--- START ---

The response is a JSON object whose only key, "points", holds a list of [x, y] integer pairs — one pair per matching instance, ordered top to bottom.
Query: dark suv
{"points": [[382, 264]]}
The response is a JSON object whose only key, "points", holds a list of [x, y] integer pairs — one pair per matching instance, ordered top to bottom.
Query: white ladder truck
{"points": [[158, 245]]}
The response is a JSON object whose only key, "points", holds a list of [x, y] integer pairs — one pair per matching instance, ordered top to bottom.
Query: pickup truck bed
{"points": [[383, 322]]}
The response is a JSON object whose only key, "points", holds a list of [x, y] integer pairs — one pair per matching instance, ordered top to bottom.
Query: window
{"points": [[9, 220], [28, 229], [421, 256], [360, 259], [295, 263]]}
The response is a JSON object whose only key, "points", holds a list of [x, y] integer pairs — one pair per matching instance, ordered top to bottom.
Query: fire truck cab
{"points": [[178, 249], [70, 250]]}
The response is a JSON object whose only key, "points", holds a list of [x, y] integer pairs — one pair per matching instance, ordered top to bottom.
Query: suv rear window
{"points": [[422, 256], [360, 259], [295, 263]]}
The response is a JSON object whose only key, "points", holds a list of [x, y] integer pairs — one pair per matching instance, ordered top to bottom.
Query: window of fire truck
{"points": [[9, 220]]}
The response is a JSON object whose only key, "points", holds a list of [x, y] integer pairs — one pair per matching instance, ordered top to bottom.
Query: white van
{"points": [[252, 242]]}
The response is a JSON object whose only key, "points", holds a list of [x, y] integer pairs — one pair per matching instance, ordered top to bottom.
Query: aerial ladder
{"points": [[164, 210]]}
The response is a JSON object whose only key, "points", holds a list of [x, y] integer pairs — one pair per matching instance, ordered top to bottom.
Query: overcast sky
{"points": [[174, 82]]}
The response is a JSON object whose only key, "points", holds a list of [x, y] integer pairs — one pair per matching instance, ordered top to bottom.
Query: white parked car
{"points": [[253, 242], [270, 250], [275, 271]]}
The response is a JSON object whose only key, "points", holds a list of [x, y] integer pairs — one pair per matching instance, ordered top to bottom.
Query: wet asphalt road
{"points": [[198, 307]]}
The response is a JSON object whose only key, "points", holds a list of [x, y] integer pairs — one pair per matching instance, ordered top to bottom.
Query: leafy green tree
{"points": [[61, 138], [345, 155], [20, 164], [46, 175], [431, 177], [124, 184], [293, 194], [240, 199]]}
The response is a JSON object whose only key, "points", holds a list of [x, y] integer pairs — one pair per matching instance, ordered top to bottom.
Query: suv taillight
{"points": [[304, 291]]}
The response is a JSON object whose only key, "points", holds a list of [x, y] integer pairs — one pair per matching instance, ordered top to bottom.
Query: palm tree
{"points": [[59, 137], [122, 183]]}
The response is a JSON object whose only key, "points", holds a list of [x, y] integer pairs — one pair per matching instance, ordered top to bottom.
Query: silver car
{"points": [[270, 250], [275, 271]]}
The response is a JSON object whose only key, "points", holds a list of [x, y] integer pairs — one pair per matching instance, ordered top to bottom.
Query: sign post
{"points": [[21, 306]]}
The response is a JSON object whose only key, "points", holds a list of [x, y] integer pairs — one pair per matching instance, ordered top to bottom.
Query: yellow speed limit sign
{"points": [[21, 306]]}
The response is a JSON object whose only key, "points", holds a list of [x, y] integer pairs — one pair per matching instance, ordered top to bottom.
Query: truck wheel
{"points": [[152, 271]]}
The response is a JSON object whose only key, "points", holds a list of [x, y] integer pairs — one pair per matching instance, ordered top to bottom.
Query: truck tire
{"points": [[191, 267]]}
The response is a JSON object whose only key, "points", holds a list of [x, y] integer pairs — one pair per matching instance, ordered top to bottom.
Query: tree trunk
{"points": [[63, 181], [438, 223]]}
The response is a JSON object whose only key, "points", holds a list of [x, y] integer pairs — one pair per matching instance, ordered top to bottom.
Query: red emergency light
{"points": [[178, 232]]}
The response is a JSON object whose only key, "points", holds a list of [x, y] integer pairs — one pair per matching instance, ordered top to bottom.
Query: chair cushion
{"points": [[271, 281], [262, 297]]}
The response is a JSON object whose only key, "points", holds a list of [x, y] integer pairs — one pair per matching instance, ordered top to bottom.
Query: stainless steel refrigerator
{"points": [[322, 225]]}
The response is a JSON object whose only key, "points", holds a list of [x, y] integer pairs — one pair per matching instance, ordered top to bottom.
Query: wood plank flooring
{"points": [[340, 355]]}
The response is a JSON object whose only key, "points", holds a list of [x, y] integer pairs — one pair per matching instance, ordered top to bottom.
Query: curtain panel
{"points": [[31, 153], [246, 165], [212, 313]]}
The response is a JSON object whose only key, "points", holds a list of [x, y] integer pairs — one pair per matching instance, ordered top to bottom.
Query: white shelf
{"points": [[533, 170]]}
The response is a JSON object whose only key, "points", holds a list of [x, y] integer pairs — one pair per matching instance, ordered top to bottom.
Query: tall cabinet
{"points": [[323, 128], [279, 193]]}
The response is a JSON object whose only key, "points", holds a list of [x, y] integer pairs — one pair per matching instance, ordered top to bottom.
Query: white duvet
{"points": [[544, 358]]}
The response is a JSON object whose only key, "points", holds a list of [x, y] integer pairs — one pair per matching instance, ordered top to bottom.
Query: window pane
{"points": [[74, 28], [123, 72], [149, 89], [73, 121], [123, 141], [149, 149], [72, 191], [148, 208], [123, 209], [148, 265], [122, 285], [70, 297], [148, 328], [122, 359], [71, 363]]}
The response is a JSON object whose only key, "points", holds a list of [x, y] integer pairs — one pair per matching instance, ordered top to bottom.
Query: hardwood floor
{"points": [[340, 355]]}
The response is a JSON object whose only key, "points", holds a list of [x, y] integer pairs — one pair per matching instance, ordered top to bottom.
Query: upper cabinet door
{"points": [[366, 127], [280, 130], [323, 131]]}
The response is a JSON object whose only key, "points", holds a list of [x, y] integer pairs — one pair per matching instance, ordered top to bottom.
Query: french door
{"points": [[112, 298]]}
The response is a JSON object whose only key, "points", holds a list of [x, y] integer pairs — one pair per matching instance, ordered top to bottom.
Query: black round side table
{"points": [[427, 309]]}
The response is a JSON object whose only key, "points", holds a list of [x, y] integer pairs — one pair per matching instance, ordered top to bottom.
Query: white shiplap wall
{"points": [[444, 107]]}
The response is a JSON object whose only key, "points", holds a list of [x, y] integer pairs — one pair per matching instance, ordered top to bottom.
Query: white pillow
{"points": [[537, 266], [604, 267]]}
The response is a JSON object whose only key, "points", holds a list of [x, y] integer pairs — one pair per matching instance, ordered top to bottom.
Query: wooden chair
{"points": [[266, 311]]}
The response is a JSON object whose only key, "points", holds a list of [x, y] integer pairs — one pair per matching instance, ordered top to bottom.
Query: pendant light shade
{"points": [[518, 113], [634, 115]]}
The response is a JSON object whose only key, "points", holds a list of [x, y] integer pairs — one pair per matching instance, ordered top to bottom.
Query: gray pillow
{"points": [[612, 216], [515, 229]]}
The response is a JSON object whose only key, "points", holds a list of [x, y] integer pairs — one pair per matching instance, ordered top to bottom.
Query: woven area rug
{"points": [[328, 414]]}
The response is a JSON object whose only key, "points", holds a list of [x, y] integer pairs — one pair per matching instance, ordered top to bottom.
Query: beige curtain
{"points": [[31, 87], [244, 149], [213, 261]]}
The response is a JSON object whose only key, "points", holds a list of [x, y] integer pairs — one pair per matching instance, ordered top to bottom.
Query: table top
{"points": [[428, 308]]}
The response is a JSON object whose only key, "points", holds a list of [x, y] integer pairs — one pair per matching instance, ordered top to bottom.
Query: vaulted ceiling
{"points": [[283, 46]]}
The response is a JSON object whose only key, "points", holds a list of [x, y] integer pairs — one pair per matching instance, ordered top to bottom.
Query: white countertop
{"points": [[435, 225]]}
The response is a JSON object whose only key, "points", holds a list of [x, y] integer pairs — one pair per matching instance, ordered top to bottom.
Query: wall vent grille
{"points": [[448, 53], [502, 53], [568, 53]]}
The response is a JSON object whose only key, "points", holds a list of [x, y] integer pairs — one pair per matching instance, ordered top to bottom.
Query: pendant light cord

--- END ---

■ ASSIGNMENT
Starting with the line that contains "Query: table top", output every line through the end of the listing above, unchanged.

■ WRITTEN RESPONSE
Query: table top
{"points": [[428, 308]]}
The response is a JSON object whose only key, "points", holds a list of [x, y] integer pairs — one pair per matching instance, ordered top to bottom.
Query: vaulted ceiling
{"points": [[283, 46]]}
The response is a JSON object whose only key, "points", holds a list of [x, y] integer pairs — one pair per matching instance, ordered top to bottom.
Query: white countertop
{"points": [[435, 225]]}
The response is a JSON object whose only key, "points", holds a list of [x, y] integer pairs — one pair per matching instance, ordered top to bottom.
Query: wall vent grille
{"points": [[448, 53], [502, 53], [568, 53]]}
The response is a JSON object whose only key, "points", holds a list of [x, y] integer pairs — one pair per matching instance, ordered top to bottom.
Query: pendant light cord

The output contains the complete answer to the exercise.